**Extracted data**:
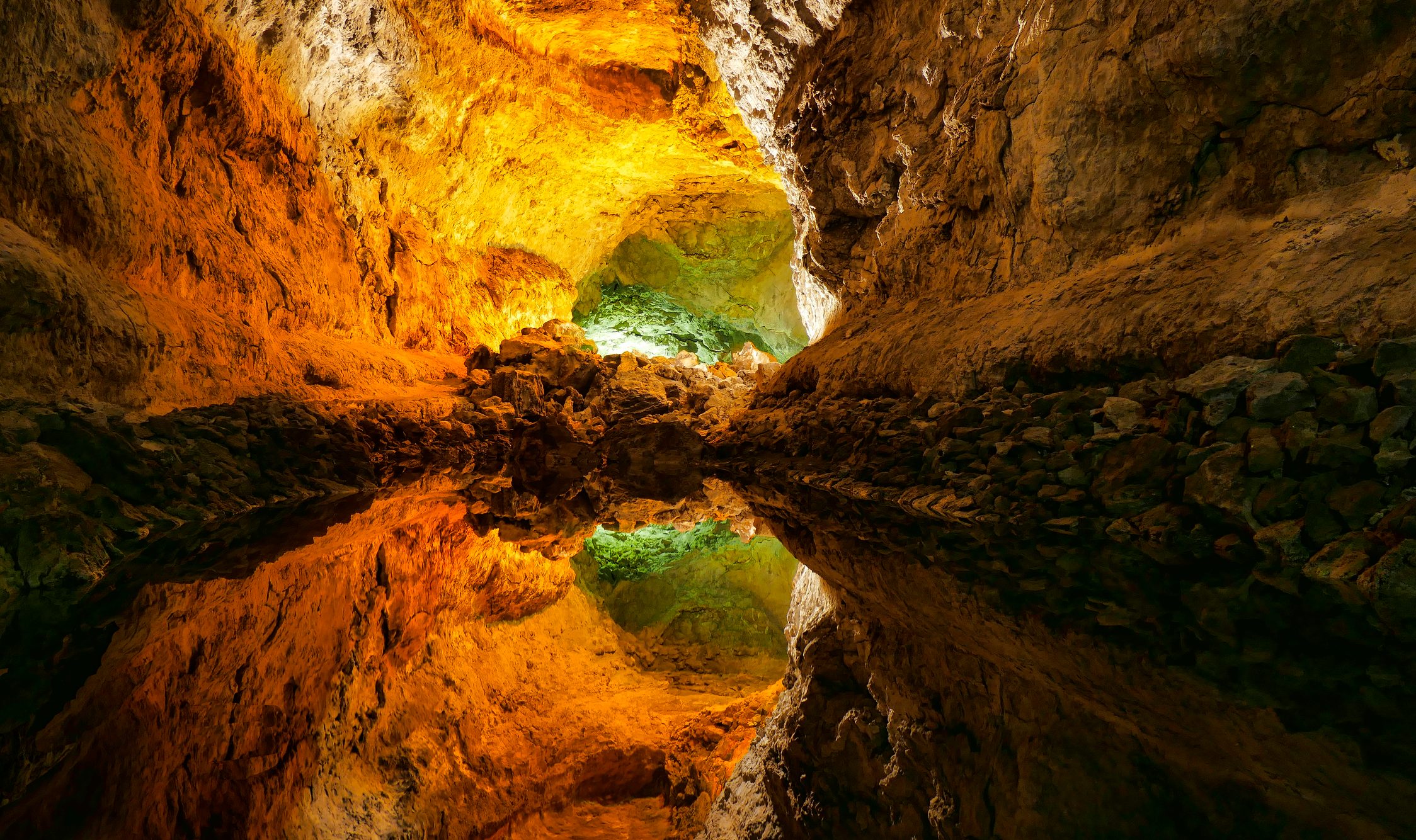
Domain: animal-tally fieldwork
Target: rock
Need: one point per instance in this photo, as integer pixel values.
(1339, 448)
(1349, 406)
(1357, 503)
(19, 428)
(1234, 429)
(1341, 560)
(1391, 584)
(1305, 353)
(1391, 421)
(1219, 409)
(1400, 389)
(1395, 358)
(1277, 501)
(1277, 395)
(1230, 376)
(566, 332)
(1123, 414)
(1282, 543)
(1223, 484)
(1265, 453)
(1394, 455)
(748, 358)
(1320, 525)
(1040, 436)
(1298, 433)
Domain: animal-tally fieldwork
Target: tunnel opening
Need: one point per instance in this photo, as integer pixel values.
(700, 271)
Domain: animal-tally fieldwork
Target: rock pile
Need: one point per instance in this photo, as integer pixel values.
(86, 485)
(1298, 467)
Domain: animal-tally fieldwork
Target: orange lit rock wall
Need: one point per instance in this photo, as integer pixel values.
(1020, 186)
(206, 201)
(400, 673)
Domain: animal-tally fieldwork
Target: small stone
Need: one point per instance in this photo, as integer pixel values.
(1395, 358)
(1349, 406)
(1400, 389)
(1277, 395)
(1282, 543)
(1325, 382)
(1357, 503)
(1234, 429)
(1339, 448)
(1391, 421)
(1277, 501)
(1320, 525)
(1123, 414)
(19, 428)
(1305, 353)
(1265, 452)
(1219, 409)
(1226, 376)
(1232, 547)
(1392, 457)
(1040, 436)
(1341, 560)
(1221, 484)
(1391, 584)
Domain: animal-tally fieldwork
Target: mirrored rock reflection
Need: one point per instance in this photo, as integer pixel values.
(450, 657)
(411, 663)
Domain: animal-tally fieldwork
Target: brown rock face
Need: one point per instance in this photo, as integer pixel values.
(990, 188)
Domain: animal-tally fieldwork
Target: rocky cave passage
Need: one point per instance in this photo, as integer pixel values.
(383, 455)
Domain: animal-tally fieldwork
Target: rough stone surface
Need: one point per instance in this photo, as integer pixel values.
(996, 188)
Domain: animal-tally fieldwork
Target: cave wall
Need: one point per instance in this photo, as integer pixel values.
(989, 188)
(212, 200)
(398, 673)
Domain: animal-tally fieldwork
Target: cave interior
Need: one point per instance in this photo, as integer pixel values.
(726, 420)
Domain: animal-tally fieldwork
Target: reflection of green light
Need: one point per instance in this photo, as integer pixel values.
(653, 548)
(642, 319)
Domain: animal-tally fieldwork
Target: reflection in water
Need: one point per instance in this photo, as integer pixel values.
(403, 671)
(452, 659)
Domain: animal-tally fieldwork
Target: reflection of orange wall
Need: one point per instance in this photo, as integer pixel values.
(400, 671)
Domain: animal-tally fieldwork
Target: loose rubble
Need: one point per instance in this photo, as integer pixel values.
(1298, 465)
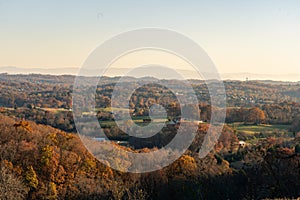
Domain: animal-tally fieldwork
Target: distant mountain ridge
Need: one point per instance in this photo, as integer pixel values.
(155, 72)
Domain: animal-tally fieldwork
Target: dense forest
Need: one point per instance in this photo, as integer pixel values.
(257, 155)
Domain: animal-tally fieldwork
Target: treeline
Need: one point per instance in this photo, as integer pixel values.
(40, 162)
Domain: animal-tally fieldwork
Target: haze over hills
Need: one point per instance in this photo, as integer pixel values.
(156, 72)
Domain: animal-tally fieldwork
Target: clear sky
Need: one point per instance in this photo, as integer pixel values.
(256, 36)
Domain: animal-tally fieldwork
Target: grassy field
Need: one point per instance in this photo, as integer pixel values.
(252, 133)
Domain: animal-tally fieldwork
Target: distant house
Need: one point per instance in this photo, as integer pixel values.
(242, 144)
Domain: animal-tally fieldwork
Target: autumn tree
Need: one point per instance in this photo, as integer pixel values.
(255, 116)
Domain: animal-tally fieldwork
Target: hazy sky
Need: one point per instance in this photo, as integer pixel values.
(257, 36)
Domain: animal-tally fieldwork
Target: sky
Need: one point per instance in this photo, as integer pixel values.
(255, 36)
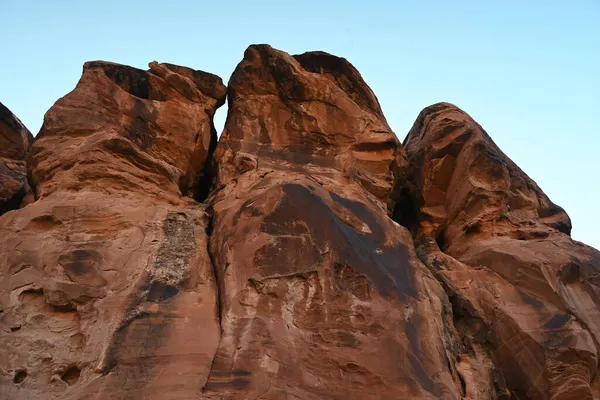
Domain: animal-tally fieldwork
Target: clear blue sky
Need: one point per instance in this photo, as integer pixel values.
(528, 71)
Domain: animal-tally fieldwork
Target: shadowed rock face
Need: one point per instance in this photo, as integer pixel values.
(15, 141)
(521, 287)
(130, 131)
(310, 114)
(106, 285)
(308, 254)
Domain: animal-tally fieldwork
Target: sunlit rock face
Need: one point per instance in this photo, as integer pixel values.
(106, 285)
(306, 254)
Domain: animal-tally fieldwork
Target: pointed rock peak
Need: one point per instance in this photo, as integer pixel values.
(464, 184)
(311, 113)
(15, 140)
(344, 74)
(137, 131)
(197, 86)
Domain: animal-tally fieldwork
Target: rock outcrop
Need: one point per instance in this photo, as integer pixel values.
(307, 254)
(106, 285)
(15, 140)
(525, 294)
(322, 295)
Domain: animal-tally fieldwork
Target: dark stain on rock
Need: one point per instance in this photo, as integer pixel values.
(79, 265)
(159, 292)
(387, 267)
(132, 357)
(348, 280)
(285, 255)
(20, 376)
(557, 321)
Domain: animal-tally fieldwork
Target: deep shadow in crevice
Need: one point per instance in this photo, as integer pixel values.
(205, 181)
(406, 212)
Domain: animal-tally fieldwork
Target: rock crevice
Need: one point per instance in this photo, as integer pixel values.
(305, 254)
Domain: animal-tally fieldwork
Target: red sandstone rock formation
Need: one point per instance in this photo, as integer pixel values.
(298, 275)
(526, 297)
(15, 141)
(106, 286)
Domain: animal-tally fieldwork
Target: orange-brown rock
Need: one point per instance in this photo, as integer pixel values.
(306, 255)
(322, 295)
(524, 293)
(15, 140)
(311, 113)
(106, 286)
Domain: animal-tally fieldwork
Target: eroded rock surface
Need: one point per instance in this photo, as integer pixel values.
(15, 140)
(522, 289)
(106, 285)
(306, 255)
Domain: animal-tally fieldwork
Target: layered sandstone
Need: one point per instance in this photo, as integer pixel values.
(524, 293)
(107, 289)
(322, 295)
(306, 255)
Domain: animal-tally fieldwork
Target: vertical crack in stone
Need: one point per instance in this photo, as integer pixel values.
(219, 288)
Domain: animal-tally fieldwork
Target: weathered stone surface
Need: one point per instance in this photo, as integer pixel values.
(106, 286)
(321, 293)
(306, 255)
(130, 131)
(521, 287)
(310, 113)
(15, 140)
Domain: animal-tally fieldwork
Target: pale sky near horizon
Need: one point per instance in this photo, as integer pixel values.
(528, 72)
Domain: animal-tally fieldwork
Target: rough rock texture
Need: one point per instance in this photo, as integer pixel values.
(15, 141)
(522, 290)
(306, 255)
(321, 293)
(106, 286)
(310, 113)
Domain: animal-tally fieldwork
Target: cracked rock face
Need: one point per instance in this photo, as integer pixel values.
(15, 140)
(106, 285)
(522, 289)
(307, 254)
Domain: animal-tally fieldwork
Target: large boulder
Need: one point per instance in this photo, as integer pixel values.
(523, 291)
(321, 293)
(106, 285)
(15, 140)
(307, 254)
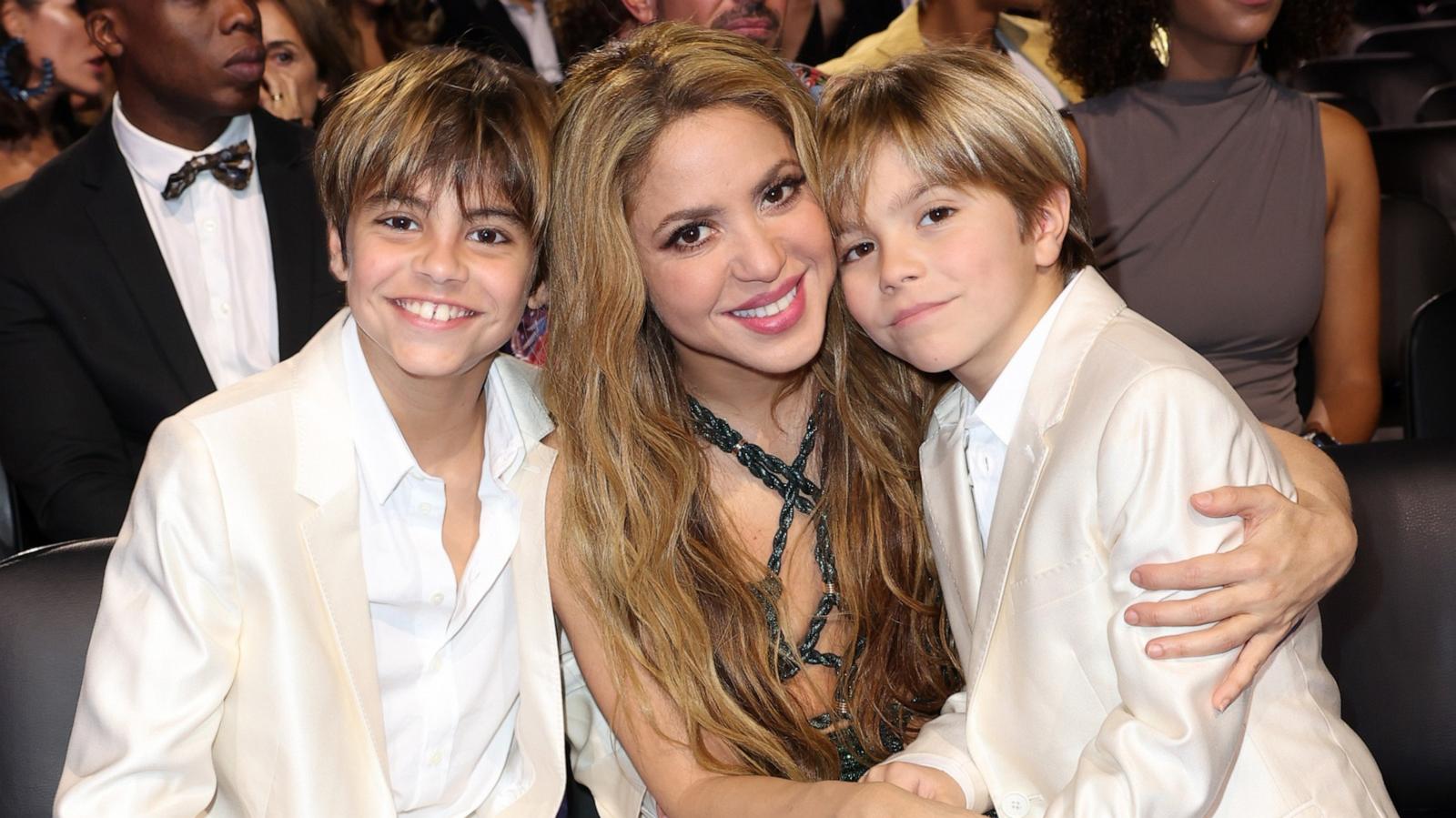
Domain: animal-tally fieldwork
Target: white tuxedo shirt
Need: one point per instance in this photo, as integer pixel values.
(232, 670)
(1065, 715)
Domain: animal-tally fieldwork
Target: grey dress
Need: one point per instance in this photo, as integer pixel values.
(1208, 206)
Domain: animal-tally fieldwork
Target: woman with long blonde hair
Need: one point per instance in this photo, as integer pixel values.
(734, 521)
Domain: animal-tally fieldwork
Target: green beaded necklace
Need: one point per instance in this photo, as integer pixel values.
(800, 495)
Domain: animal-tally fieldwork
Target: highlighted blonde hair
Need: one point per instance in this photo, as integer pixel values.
(441, 118)
(961, 116)
(642, 533)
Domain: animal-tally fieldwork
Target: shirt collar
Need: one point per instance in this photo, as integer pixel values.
(155, 160)
(385, 458)
(1002, 405)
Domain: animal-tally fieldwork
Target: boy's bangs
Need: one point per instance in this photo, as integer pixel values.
(482, 177)
(871, 118)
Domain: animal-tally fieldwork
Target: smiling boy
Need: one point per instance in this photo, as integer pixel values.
(329, 596)
(1059, 460)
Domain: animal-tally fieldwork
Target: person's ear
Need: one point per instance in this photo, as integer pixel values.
(339, 265)
(642, 10)
(16, 24)
(539, 298)
(106, 31)
(1048, 227)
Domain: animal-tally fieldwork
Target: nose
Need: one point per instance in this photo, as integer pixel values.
(761, 254)
(897, 267)
(239, 15)
(440, 259)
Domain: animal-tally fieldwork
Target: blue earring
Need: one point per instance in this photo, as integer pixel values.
(7, 82)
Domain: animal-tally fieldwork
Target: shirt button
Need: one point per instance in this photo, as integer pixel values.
(1016, 805)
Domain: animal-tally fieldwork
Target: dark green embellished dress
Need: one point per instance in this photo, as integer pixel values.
(800, 497)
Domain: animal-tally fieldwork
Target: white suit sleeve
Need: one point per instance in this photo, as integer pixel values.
(164, 651)
(1164, 752)
(941, 745)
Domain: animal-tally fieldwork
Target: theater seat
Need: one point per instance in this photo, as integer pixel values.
(1431, 371)
(48, 600)
(1390, 623)
(1434, 39)
(9, 519)
(1439, 105)
(1417, 261)
(1419, 162)
(1392, 83)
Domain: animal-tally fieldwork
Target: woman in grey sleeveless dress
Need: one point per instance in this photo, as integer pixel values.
(1237, 213)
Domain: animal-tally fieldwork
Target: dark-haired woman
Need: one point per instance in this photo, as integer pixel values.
(310, 54)
(44, 57)
(1237, 213)
(388, 28)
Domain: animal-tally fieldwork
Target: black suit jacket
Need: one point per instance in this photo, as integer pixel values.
(485, 26)
(95, 348)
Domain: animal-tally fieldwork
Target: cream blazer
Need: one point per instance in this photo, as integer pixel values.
(232, 669)
(1063, 713)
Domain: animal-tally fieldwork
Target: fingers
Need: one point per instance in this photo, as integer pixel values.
(1208, 642)
(1205, 571)
(1238, 501)
(1241, 676)
(1205, 609)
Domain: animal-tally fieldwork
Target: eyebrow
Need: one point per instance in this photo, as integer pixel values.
(699, 213)
(415, 203)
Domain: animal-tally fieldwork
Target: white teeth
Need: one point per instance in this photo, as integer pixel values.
(769, 308)
(434, 312)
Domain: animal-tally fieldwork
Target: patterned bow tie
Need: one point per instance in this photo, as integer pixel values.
(230, 167)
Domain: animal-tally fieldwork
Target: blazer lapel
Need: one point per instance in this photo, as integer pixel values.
(295, 232)
(951, 509)
(1089, 306)
(541, 725)
(116, 211)
(327, 475)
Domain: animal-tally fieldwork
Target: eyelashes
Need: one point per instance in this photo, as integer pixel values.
(781, 194)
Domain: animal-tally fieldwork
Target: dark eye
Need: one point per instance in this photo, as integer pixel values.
(490, 236)
(936, 214)
(398, 221)
(689, 236)
(783, 191)
(856, 252)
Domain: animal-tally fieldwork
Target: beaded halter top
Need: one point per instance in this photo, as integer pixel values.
(800, 497)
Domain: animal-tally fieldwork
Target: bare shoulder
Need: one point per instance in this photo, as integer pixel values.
(1344, 138)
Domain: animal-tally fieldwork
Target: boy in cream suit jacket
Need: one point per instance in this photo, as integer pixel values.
(329, 596)
(1060, 459)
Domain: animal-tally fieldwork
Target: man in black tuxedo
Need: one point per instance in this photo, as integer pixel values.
(174, 249)
(511, 31)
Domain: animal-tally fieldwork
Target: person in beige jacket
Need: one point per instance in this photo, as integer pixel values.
(1059, 460)
(329, 596)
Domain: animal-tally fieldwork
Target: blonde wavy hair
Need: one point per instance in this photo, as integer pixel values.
(641, 529)
(960, 116)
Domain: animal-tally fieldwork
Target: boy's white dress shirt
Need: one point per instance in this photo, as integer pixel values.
(1065, 715)
(990, 422)
(449, 677)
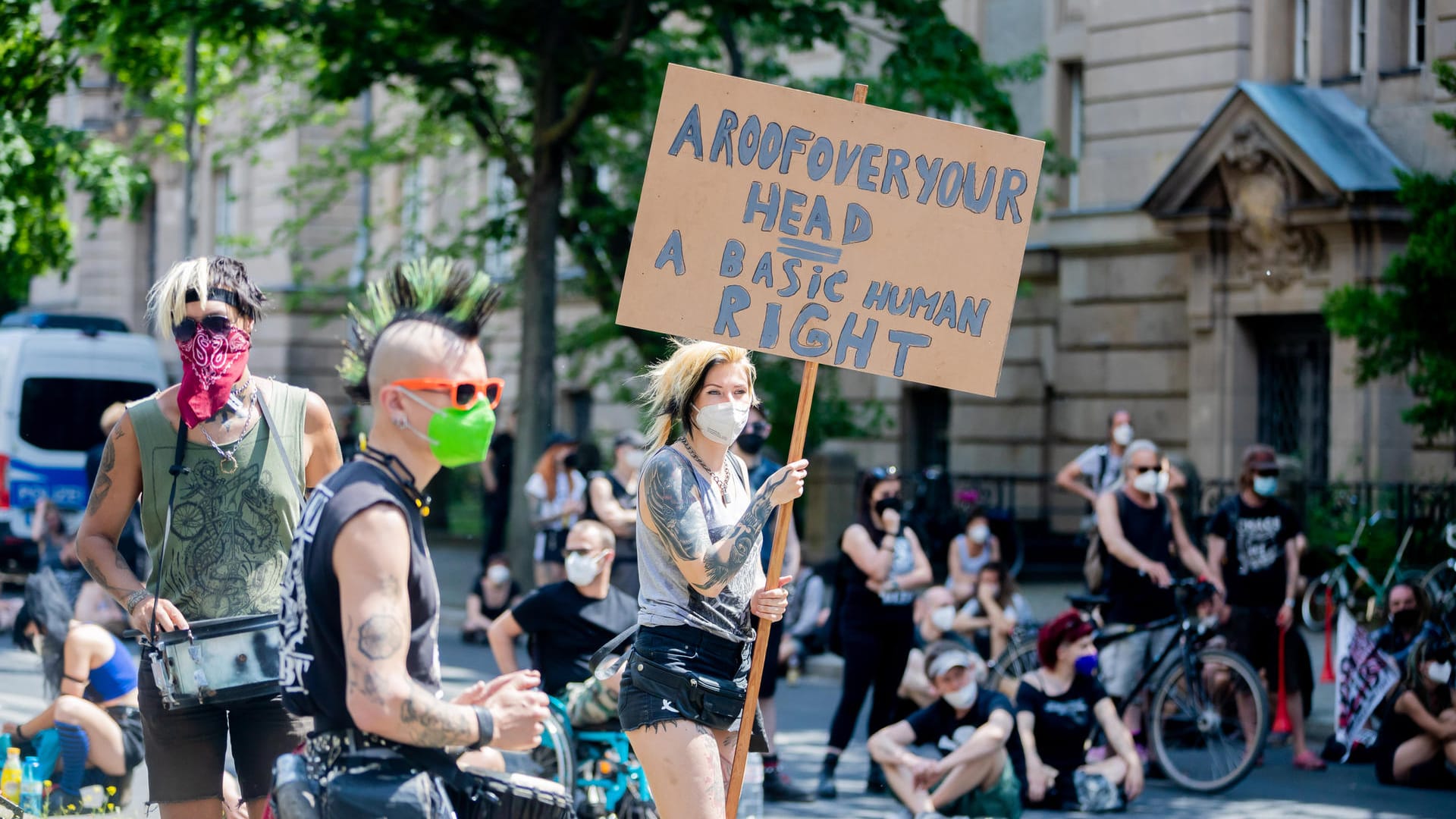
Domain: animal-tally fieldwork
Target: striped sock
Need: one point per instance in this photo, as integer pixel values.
(74, 749)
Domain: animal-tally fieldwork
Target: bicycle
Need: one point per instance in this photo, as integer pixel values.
(596, 765)
(1440, 582)
(1366, 595)
(1194, 719)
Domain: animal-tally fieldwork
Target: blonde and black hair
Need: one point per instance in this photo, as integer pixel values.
(436, 290)
(674, 382)
(166, 300)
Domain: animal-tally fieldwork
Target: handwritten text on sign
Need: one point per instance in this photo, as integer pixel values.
(832, 232)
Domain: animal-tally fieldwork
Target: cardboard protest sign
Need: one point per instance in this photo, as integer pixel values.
(819, 229)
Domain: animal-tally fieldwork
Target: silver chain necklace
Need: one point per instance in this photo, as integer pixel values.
(723, 482)
(229, 453)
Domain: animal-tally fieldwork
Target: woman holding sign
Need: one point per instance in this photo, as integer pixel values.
(699, 526)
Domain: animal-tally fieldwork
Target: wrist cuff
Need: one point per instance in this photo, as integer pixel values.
(485, 723)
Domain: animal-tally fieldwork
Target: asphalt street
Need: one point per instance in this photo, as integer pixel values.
(1274, 790)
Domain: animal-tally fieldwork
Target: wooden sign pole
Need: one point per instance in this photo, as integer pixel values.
(781, 537)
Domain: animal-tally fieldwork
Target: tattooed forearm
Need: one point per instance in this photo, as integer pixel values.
(108, 463)
(743, 538)
(672, 512)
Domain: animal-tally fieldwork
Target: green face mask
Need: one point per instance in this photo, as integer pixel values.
(457, 436)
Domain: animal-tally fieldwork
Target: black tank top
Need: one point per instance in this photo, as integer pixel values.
(1136, 598)
(313, 670)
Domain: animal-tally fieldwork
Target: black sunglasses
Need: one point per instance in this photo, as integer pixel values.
(187, 328)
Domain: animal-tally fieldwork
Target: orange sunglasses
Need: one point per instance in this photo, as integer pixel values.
(463, 394)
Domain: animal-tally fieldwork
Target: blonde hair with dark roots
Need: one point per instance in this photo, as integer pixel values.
(166, 300)
(673, 384)
(437, 290)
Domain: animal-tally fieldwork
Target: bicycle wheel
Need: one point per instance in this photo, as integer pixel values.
(1209, 730)
(1440, 586)
(1018, 659)
(1312, 610)
(552, 760)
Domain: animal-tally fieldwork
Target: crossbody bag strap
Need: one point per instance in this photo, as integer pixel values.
(283, 450)
(177, 469)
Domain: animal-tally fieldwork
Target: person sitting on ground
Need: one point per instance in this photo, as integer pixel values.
(570, 620)
(1410, 621)
(1417, 742)
(93, 679)
(973, 732)
(1059, 704)
(491, 595)
(992, 615)
(934, 617)
(970, 551)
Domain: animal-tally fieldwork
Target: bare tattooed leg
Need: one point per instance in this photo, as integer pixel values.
(683, 765)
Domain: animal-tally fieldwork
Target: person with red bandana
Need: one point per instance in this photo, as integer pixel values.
(232, 521)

**Exercise**: Show me every line of the entries above that holds "bicycle".

**Answer below**:
Target: bicycle
Target: bicycle wheel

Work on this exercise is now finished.